[Start of Source excerpt]

A report from Arlington Now in Virginia. “We’re seeing some significantly discounted homes for this week’s edition of Just Reduced, including a couple options reduced more than $100,000. It looks like some homeowners are starting their spring cleaning a bit early and are looking to sell quickly.”

A press release in Massachusetts. “A recent study by Sequel Residential of the residential real estate market for Newton and Brookline, MA reveals selling prices remained stable despite a sharp decline in the volume of home and condo sales over the past 3 months versus the same period last year, amidst substantial recent increases in listing inventory.”

“According to Jonathan Slater, President of Sequel Residential, we’re in a ‘slightly favorable’ buyers market, pointing to an increase in the percentage of listings that underwent price reductions (7.1% to 11.8%).”

“‘Some sellers misread the signals, especially the increase in inventory that has been occurring, and over-priced their original listings, leading to increased price reductions, but things are still moving,’ Slater says. ‘In general, buyers who are waiting for prices to drop significantly are getting shut out. There are just too many ready, willing, and capable buyers out there,’ he adds.”

“‘Last year during this period, buyers felt a greater sense of urgency. This year, buyers are more relaxed about timing,’ Slater explains. ‘For buyers, the strategy of trying to wait things out clearly hasn’t been working, and interest rates are predicted to go back up… so, home ownership is likely to get more expensive,’ he says. For sellers, Slater advises that there’s too much uncertainty to wait any longer than necessary. ‘We have a reasonable market right now. I can’t predict the future,’ he adds.”

From The Hill on New York. “The New York state charges that Vance filed against Paul Manafort appear to run afoul of state and federal protections against double jeopardy, or being prosecuted twice for the same underlying conduct.”

“The timing of the charges alone seemed right out of the playbook of ‘The Producers’ character Max Bialystock, the corrupt Broadway figure ‘ who insisted that ‘ in New York the rule is ‘if you got it, flaunt it, flaunt it.’ Accordingly, Vance waited just minutes after the Manafort sentencing to hit him with state charges, guaranteeing the maximum exposure and credit for his effort.”

“The problem is that the case appears not only constitutionally flawed but ethically challenged, coming right out of the Max Bialystock School of Prosecution.”

“When I read the complaint against Manafort, I was struck not only by the overlap but the overkill. I had never seen the Manhattan district attorney bring such a case, but I could be mistaken. After all, Vance proclaimed he had a sacred duty to protect the ‘integrity of our residential mortgage market.’ That was news in itself. The core allegation was that Manafort lied about a condo being used as a home by his family, as opposed to a rental property.”

“If that type of misrepresentation were truly prosecuted with vigor, New York would be a ghost town. In the land of rent controlled apartments, fraudulent practices are the norm. Indeed, Aaron Carr of the Housing Rights Initiative, a nonprofit housing watchdog group, declared recently that in New York ‘rent fraud is like finding rain in a rain storm.'”

This Post Has 36 Comments
  1. I’ll buy “ready” and “capable”, “willing” not so much, until sellers and builders stop being delusional about where the center of gravity in the market is.

[End of Source excerpt]

* _Stated exercise A_: In the housing news excerpt, what change in the share of listings with price reductions does Slater point to?
* _Stated exercise B_: Carry on the housing news excerpt from its final line.
The records on this page are not needed.

[Start of Records]

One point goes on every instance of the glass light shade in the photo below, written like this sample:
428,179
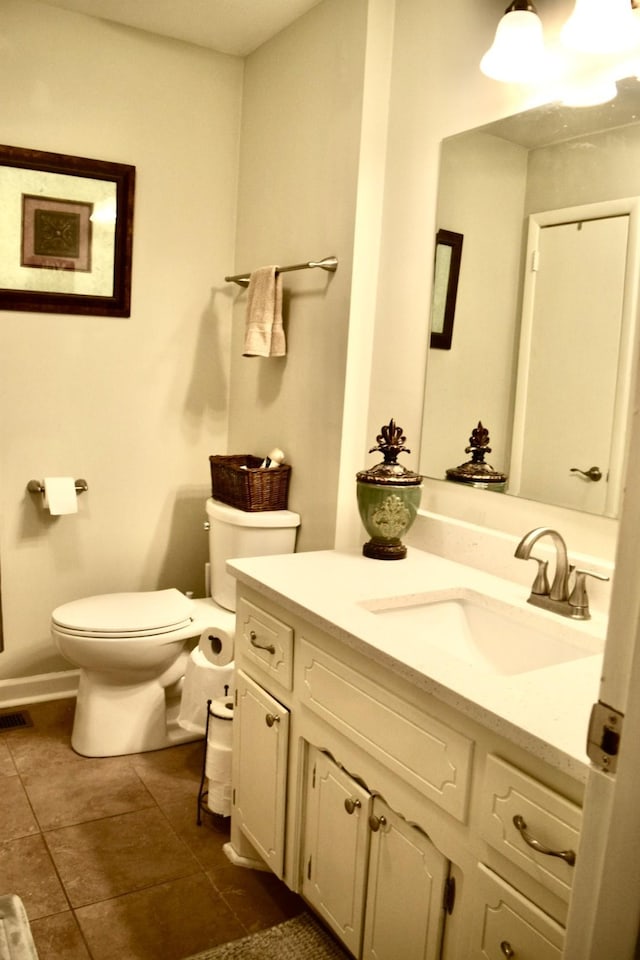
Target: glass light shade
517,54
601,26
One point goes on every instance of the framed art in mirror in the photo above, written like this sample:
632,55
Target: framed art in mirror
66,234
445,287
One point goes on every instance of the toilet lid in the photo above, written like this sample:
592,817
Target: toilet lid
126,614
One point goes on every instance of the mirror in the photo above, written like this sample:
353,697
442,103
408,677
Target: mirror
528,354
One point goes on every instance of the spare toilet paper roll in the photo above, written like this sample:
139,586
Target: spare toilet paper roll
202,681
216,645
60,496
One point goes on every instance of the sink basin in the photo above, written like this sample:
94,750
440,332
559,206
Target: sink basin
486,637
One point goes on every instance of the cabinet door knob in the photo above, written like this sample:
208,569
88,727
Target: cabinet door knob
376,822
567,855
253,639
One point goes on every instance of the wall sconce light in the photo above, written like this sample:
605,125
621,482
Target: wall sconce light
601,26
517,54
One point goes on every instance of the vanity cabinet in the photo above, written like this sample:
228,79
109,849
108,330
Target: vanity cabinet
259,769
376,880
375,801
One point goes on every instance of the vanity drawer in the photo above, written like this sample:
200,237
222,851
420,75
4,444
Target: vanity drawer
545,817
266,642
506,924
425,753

[End of Records]
[Start of Records]

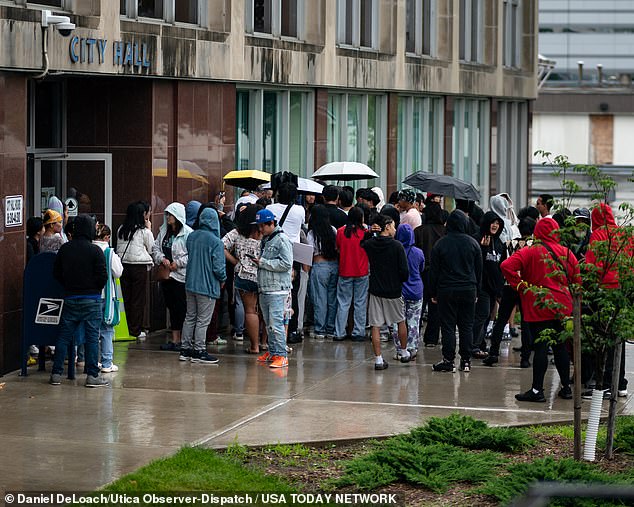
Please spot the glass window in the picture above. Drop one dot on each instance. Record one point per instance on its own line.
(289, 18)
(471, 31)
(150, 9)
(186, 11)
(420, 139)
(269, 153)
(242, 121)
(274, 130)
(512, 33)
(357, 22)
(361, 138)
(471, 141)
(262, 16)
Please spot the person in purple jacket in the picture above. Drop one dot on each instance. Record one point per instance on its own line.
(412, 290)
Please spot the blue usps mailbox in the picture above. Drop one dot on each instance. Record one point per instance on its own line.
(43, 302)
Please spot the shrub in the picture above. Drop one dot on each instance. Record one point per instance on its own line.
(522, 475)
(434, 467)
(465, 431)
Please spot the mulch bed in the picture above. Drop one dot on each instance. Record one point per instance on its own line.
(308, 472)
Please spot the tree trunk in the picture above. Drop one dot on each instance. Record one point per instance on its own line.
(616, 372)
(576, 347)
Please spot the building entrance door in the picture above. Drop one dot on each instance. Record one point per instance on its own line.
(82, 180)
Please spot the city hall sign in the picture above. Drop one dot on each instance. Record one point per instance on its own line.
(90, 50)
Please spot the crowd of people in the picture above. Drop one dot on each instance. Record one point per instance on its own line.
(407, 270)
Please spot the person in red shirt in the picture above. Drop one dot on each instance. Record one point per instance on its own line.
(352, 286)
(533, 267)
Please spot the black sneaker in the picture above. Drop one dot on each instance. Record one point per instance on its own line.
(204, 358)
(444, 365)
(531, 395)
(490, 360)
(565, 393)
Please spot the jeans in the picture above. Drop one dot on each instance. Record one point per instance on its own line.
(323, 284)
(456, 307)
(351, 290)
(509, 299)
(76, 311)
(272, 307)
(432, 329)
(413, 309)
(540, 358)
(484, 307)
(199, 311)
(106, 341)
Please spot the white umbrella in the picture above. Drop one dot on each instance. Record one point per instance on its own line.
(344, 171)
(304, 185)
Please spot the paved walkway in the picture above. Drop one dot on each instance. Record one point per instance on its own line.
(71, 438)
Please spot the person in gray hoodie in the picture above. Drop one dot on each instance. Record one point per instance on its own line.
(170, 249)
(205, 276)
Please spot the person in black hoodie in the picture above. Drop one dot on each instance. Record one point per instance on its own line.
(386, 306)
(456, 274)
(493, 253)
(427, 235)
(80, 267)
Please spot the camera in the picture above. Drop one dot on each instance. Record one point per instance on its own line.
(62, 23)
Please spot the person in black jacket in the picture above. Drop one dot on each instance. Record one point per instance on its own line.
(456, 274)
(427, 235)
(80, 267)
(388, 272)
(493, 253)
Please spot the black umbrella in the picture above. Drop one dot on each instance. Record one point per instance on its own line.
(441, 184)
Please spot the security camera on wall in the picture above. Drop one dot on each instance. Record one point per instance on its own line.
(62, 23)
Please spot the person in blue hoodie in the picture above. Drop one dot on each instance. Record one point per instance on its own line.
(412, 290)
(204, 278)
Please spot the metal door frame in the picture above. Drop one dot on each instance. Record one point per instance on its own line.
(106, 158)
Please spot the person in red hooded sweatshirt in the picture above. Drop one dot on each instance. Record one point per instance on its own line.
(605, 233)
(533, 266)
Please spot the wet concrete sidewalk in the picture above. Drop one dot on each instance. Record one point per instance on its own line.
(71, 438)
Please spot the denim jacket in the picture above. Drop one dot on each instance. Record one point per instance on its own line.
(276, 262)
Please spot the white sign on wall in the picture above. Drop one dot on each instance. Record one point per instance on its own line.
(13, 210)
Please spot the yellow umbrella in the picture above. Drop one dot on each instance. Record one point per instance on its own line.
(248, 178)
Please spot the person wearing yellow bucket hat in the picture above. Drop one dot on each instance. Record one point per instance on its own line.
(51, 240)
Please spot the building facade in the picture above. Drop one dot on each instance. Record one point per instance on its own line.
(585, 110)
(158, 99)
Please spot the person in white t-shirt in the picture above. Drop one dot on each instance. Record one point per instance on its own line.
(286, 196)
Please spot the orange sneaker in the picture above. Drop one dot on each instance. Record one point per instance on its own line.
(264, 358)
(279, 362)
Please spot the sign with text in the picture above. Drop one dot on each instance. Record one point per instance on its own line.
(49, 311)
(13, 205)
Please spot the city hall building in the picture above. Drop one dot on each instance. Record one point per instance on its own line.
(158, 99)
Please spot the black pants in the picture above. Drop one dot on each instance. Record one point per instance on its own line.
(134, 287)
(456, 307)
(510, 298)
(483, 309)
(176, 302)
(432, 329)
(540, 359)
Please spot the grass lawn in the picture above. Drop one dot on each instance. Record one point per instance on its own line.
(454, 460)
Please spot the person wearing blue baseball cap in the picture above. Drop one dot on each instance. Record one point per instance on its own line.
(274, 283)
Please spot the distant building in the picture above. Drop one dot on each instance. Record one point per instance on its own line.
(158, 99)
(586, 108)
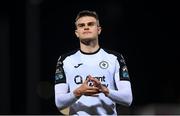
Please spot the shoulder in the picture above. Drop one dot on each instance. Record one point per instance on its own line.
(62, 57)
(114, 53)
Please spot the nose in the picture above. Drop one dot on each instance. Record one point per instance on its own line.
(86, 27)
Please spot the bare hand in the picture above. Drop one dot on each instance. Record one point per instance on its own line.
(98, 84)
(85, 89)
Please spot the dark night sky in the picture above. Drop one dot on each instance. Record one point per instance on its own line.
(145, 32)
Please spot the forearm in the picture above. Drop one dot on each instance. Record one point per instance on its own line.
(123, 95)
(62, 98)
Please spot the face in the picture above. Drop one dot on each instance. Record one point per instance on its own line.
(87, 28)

[End of Records]

* _Final result A_: The share rose from 7.1% to 11.8%.

* _Final result B_:
  2. ‘For buyers, the strategy of trying to wait things out clearly hasn’t been working, and interest rates are predicted to go back up… so, home ownership is likely to get more expensive,’ he says.

    Actually, Jonathan, it’s working out quite well for me, thank you very much. I rather enjoy kicking back in my lawn chair, celebratory adult beverage in hand, and watching each month’s new data providing more evidence of a cratering housing bubble, notwithstanding the dissembling of REIC “experts” like yourself and your incessant, failed efforts to drum up a false sense of urgency. Sorry, John Boy, ain’t buying it. And as FB tales of woe start proliferating, your would-be knife catchers are going to get religion and decide they’d rather not join the sad panda parade of cautionary tales.

    1. Home ownership is not likely to get more expensive until there’s more wealth equality in this country, and incomes start to catch up to the ridiculous runaway prices this clown thinks sellers are now entitled to.

      1. I really wish that news outlets would publicize the very real mental health risks associated with marijuana consumption. For those predisposed to mental illness, marijuana has a very real causal effect on schizophrenia and mental illness. I saw this all the time in the ER. Decriminilization of marijuana is what I support, not legalization, but no one should be downplaying the very severe health repercussions.

    1. Dear Gawd…

      There was a need for an article like this?

      ++++

      “New homeowners will buy things they never needed before. That may include items such as a screwdriver set…”

      “Once you’ve officially moved and sent out your change of address announcements, you’ll quickly realize you’re responsible for upkeep. That means you’re on the hook when the water heater breaks or the air conditioner goes out.”

      1. come on – an article with reasonable (albeit obvious advice) rather than real-estate industry blather

        Its a start …

      2. Or you can buy a home warranty for $500/year and not worry about water heaters or A/C units breaking.

        And sadly, yeah there is a need for an article like that. Milenials have no idea how the real world works.

  3. “…According to Jonathan Slater, President of Sequel Residential…”

    “… There are just too many ready, willing, and capable buyers out there…”

    Last of the knife catchers?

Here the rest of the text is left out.